• [GOAL]
Copy out all of the data below, replacing each occurrence of "compact SVG path data" with "condensed SVG path strings" and keeping everything else the same.

• [MATERIAL]
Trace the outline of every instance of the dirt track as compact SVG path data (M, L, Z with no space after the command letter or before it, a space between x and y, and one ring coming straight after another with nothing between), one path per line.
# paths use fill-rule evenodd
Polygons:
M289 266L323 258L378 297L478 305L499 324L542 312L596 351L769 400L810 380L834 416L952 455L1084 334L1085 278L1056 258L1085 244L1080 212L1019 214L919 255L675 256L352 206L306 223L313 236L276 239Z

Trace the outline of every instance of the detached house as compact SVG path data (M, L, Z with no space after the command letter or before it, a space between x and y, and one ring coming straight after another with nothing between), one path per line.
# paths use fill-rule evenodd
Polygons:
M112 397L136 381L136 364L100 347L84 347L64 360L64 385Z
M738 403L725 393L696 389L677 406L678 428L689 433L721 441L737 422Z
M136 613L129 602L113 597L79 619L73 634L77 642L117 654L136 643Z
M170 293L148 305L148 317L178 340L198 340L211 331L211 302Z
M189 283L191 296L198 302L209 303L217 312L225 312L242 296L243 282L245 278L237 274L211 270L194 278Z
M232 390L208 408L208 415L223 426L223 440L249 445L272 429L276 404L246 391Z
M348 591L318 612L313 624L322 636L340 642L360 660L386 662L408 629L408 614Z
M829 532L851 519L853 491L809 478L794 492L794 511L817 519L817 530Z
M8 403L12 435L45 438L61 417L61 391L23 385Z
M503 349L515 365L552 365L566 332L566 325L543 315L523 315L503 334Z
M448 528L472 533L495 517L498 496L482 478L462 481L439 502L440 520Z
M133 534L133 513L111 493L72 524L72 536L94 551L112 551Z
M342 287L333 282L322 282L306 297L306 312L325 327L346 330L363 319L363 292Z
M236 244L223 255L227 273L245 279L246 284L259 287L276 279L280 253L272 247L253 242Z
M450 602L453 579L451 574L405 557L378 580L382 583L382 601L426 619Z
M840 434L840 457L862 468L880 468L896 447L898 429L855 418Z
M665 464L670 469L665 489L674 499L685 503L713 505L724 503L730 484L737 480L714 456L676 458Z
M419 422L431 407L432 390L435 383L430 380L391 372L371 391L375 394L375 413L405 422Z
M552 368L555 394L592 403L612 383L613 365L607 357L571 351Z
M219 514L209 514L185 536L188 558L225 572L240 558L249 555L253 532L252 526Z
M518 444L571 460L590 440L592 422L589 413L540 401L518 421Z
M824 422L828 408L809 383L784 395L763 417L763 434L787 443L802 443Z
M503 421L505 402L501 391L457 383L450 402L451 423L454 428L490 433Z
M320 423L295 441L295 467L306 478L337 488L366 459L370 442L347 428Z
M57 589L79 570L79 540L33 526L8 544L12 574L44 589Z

• [THE RESULT]
Trace the outline of every instance of the dirt track as condensed SVG path strings (M, L, Z with no space after the command letter or before it, a space between x and y, and one ring coming straight after another with nothing between), one path per line.
# paths use fill-rule evenodd
Polygons:
M289 266L323 258L378 297L478 305L499 324L542 312L596 351L769 400L810 380L834 416L952 455L1084 334L1085 278L1056 258L1085 244L1080 212L1019 214L919 255L675 256L352 206L306 223L313 236L276 239Z

Trace the outline of every instance of the detached house as condensed SVG path strings (M, L, Z with no space after the command letter or before it, a space between x and y, and one ring coming straight after another with nothing between), one path per line.
# paths use fill-rule evenodd
Polygons:
M112 397L136 381L136 364L100 347L84 347L64 360L64 385Z
M738 403L725 393L696 389L677 406L678 428L689 433L721 441L737 422Z
M136 613L129 602L113 597L79 619L73 634L77 642L117 654L136 643Z
M170 293L148 305L148 317L178 340L198 340L211 331L211 302Z
M189 283L191 296L198 302L209 303L217 312L225 312L242 296L243 282L245 278L237 274L211 270L194 278Z
M232 390L208 408L208 415L223 426L223 440L249 445L272 429L276 404L246 391Z
M348 591L318 612L313 624L322 636L340 642L360 660L386 662L408 629L408 614Z
M829 532L851 519L853 491L809 478L794 492L794 511L817 519L817 530Z
M8 403L12 435L45 438L61 417L61 391L23 385Z
M503 349L515 365L552 365L566 332L566 325L543 315L523 315L503 334Z
M448 528L472 533L495 517L498 496L482 478L462 481L439 502L440 520Z
M133 534L133 513L111 493L72 524L72 536L94 551L112 551Z
M342 287L333 282L322 282L306 297L306 312L325 327L346 330L363 319L363 292Z
M236 244L223 255L227 273L245 279L246 284L259 287L276 279L280 253L272 247L253 242Z
M450 602L453 579L451 574L405 557L378 580L382 583L382 601L426 619Z
M840 434L840 457L862 468L880 468L896 447L898 429L855 418Z
M665 464L670 469L665 489L674 499L685 503L713 505L724 503L730 484L737 480L714 456L676 458Z
M419 422L431 407L432 390L435 383L430 380L391 372L371 391L375 394L375 413L405 422Z
M552 368L555 394L592 403L612 383L613 365L607 357L571 351Z
M219 514L209 514L185 536L188 558L225 572L240 558L249 555L253 532L252 526Z
M518 444L571 460L590 440L592 422L589 413L540 401L518 421Z
M824 422L828 408L809 383L784 395L763 417L763 434L787 443L802 443Z
M503 421L505 402L501 391L457 383L450 402L451 423L454 428L490 433Z
M320 423L295 441L295 467L306 478L337 488L366 459L370 442L347 428Z
M57 589L79 570L79 540L33 526L8 544L12 574L44 589Z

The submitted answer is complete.